Exercise instructions: List each line of the rows below that contains the string "tree", copying every such line in full. Capital and lowercase letters count as different.

[Object point labels]

--

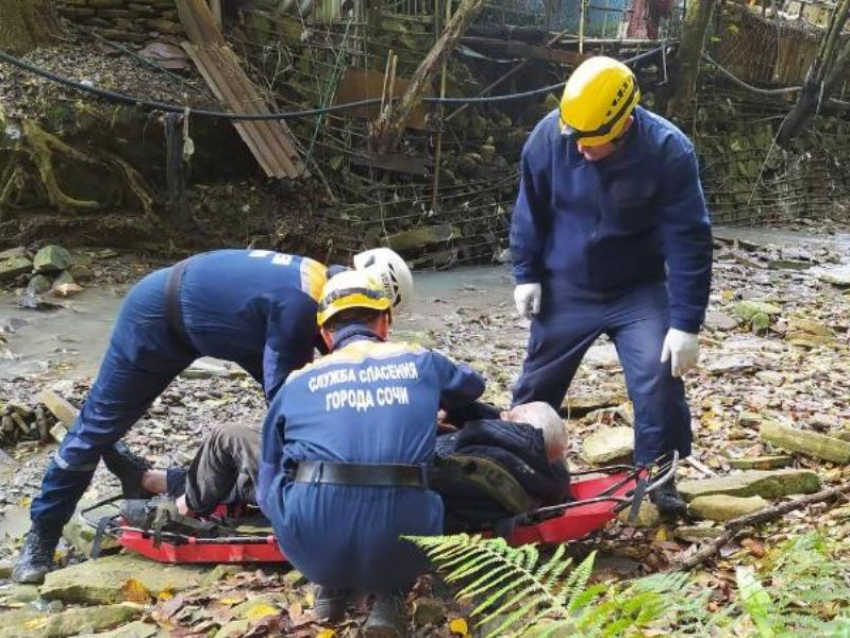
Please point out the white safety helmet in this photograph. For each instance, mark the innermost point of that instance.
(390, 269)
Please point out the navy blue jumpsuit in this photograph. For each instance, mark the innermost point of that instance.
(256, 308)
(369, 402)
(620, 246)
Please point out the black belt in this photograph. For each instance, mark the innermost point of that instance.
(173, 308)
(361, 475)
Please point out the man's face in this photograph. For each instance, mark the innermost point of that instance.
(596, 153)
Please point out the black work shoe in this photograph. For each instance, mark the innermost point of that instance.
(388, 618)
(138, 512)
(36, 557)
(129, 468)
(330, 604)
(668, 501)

--

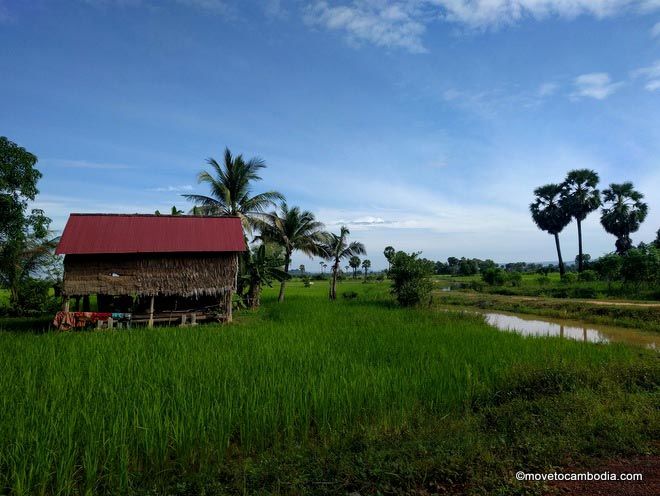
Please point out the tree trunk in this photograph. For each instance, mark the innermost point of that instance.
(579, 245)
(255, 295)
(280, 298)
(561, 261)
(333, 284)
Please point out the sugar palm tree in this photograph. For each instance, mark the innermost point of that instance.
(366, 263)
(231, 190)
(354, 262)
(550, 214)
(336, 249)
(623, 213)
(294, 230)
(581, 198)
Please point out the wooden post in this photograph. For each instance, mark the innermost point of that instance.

--

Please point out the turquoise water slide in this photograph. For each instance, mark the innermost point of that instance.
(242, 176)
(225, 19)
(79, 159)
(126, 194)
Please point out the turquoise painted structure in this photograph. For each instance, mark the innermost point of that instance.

--

Response below:
Please point out the tree trunk in this photograph. For each instance, mark the innermost point of that instance.
Please point out the sugar palm tree in this photograph. For each instance, mark the innermost point of that instance.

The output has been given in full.